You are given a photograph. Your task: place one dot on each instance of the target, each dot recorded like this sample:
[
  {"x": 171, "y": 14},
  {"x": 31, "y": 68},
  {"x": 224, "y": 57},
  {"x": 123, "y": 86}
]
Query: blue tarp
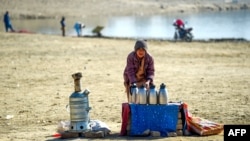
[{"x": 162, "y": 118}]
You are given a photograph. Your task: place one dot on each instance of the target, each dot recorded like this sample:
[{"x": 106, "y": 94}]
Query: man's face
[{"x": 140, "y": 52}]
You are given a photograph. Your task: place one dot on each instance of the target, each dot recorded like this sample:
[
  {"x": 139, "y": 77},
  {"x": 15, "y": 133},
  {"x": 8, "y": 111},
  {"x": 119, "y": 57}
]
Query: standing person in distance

...

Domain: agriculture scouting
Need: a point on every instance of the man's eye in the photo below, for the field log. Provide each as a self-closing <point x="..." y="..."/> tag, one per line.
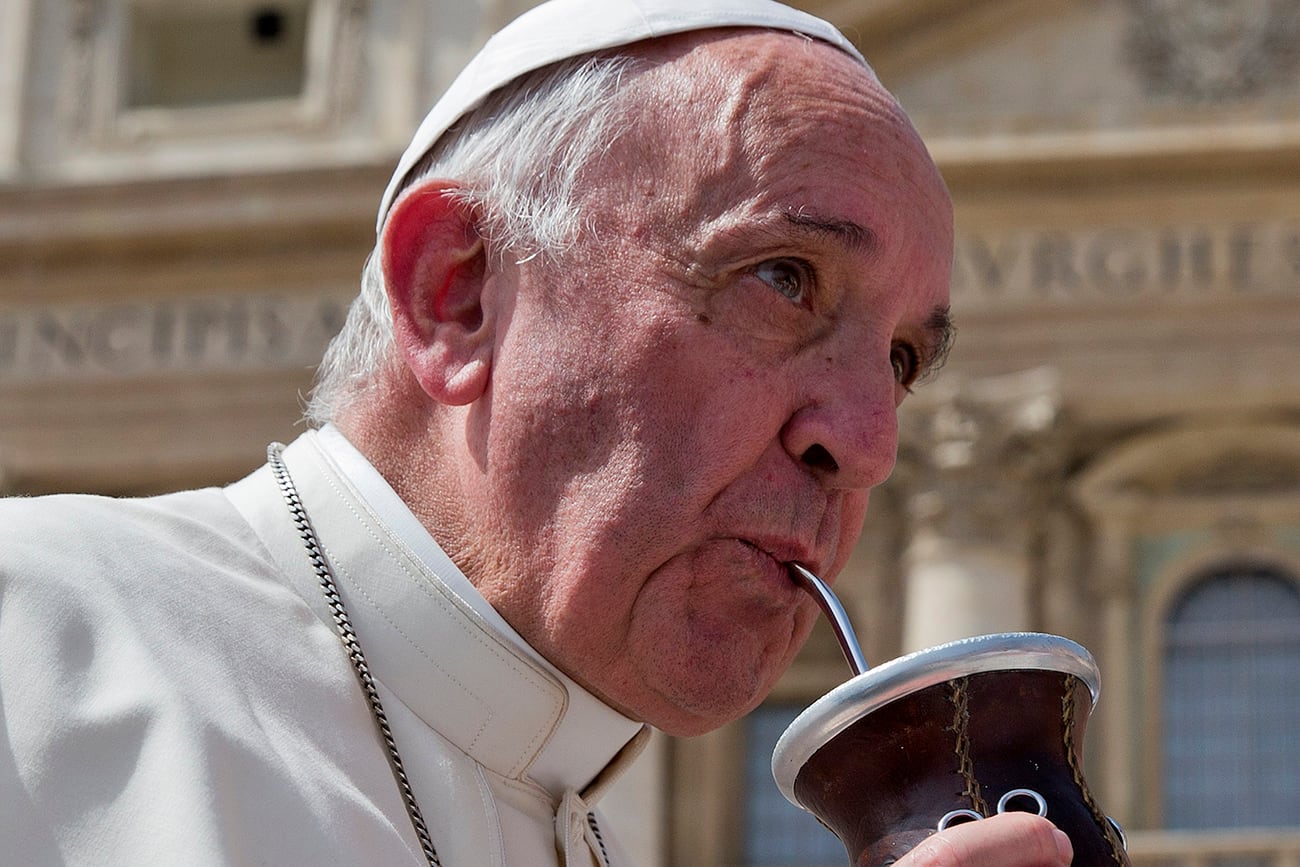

==

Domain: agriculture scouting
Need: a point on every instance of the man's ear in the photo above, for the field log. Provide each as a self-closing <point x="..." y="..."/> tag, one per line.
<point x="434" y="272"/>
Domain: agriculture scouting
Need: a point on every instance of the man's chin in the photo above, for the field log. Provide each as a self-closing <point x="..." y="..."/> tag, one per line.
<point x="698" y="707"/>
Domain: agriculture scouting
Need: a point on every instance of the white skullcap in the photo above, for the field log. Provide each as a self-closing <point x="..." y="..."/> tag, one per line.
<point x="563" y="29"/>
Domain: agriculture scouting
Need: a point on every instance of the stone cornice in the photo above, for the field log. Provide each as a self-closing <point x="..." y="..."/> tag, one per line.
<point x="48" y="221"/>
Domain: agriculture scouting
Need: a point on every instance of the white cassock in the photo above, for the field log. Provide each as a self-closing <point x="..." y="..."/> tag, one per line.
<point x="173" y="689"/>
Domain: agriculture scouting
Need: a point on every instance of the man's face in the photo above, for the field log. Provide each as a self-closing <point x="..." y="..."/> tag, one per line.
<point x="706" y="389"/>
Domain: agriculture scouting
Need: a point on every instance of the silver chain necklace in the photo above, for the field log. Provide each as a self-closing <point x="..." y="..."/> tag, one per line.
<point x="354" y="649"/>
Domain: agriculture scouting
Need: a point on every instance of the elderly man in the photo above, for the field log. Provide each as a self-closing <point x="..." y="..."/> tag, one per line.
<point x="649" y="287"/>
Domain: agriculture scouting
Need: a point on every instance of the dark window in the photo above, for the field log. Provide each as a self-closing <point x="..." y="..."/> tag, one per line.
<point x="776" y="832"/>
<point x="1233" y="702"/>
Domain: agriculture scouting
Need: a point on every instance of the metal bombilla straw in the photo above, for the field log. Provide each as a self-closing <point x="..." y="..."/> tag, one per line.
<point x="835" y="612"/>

◆ **TASK TO COMPLETE**: Count the lines in the entries above that contain the word "Query". Reply with the number alone.

◆ **THE OUTPUT**: 3